─── 주어진 글

U_Week_4_Day_16

유영재·2021년 9월 7일

부스트캠프

부스트캠프 AI_Tech

목록 보기

22/30

수업 정리 　

1. [NLP] Recurrent Neural Network and Language Modeling

- Recurrent Neural Network

Basic structure
Inputs and outputs of RNNs(rolled version)
- We usually want to predict a vector at some time steps
How to calculate the hidden state of RNNs
- We can process a sequence of vectors by applying a recurrence formula at every time step
- The same function and the same set of parameters are used at every time step
The state consists of a single "hidden" vector $h$

- Types of RNNs

One-to-one
- Standard Neural Networks
One-to-many
- Image Captioning
Many-to-one
- Sentiment Classification
Many-to-many(Seq2Seq)
- Machine translation
Many-to-many
- Video classification on frame level
- NER, POS

Character-level Language Model

Example of training of training sequence "hello"

──────
─── 저장된 줄

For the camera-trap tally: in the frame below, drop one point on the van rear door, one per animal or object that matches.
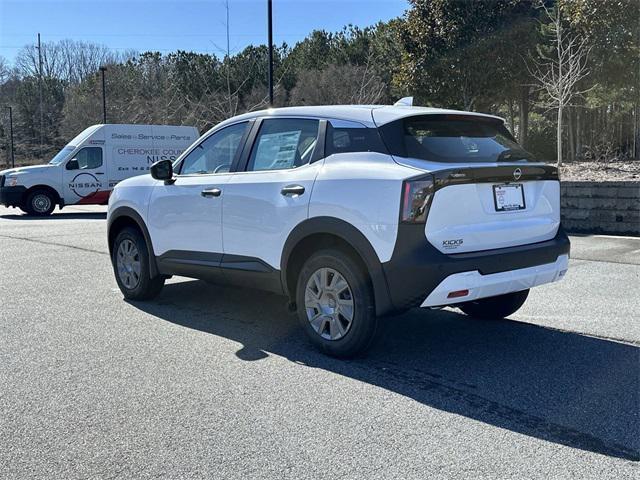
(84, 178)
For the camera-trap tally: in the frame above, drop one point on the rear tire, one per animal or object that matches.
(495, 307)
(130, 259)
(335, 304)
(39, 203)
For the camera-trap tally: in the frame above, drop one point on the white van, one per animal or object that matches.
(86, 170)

──────
─── 저장된 줄

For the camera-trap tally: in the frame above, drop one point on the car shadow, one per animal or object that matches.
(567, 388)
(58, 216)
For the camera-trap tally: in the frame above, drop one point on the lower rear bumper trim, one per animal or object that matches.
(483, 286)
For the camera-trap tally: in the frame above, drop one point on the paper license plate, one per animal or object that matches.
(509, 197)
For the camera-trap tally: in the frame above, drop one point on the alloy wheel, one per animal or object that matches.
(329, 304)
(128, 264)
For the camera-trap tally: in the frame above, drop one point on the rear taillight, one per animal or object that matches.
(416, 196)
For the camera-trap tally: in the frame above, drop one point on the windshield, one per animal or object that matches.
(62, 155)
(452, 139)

──────
─── 저장된 줄

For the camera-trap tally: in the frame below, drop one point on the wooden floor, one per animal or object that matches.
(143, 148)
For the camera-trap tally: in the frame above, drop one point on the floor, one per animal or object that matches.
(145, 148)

──────

> [과제 1]
주어진 글에 따르면 RNN은 벡터 시퀀스를 어떻게 처리하고, 그 과정에서 함수와 매개변수는 어떻게 쓰이는지 한두 문장으로 설명하세요.
> [과제 2]
주어진 글에서 감성 분류(Sentiment Classification)는 어떤 RNN 유형으로 분류되나요?

> [완성 답변 1]
RNN은 매 시간 단계마다 순환 공식(recurrence formula)을 적용해 벡터 시퀀스를 처리한다. 이때 모든 시간 단계에서 같은 함수와 같은 매개변수 집합이 쓰이며, 상태는 하나의 은닉 벡터 h로 이루어진다.

> [완성 답변 2]
Many-to-one 유형이다.